• **Extract**:

○ ○ ○

How retailers are adapting to life after lockdown
The retail sector has faced mixed fortunes during the Coronavirus pandemic, with essential retailers able to stay open while many non-essential businesses were forced to close.
As lockdown conditions start to be lifted, it’s an opportunity for shops to open their doors again, albeit in a ‘COVID-secure’ way.
But what does that mean for retailers – including those who have been able to trade throughout lockdown?
Here are some of the main issues retailers have faced, and the lasting legacy COVID-19 is likely to have on the sector in the months and years to come.
Degrees of distancing
Social distancing is one of the biggest challenges across the entire sector. It places limits on many aspects of trading:
- Queues at entrances and checkouts.
- Maximum customers in a store at any one time.
- Distance between customers and one-way systems.
Retailers have had to think fast, with makeshift social distancing markers just using brightly visible tape to designate two-metre boxes on the floor.

○ ○ ○

• **Task prompt**:
Repeat the text on retailers after lockdown between "- Distance between" and "on the floor.", inclusive, substituting "temporary" for "makeshift".

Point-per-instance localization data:
○ ○ ○

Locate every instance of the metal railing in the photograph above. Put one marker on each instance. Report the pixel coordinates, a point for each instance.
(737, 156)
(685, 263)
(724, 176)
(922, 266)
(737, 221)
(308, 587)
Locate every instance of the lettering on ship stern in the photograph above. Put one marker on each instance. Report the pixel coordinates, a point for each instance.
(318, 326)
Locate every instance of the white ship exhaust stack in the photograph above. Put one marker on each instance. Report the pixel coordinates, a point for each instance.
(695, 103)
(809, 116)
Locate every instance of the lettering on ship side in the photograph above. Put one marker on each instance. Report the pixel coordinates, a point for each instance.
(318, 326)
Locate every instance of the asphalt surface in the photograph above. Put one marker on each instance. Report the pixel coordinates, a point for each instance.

○ ○ ○

• **Task output**:
- Distance between customers and one-way systems.
Retailers have had to think fast, with temporary social distancing markers just using brightly visible tape to designate two-metre boxes on the floor.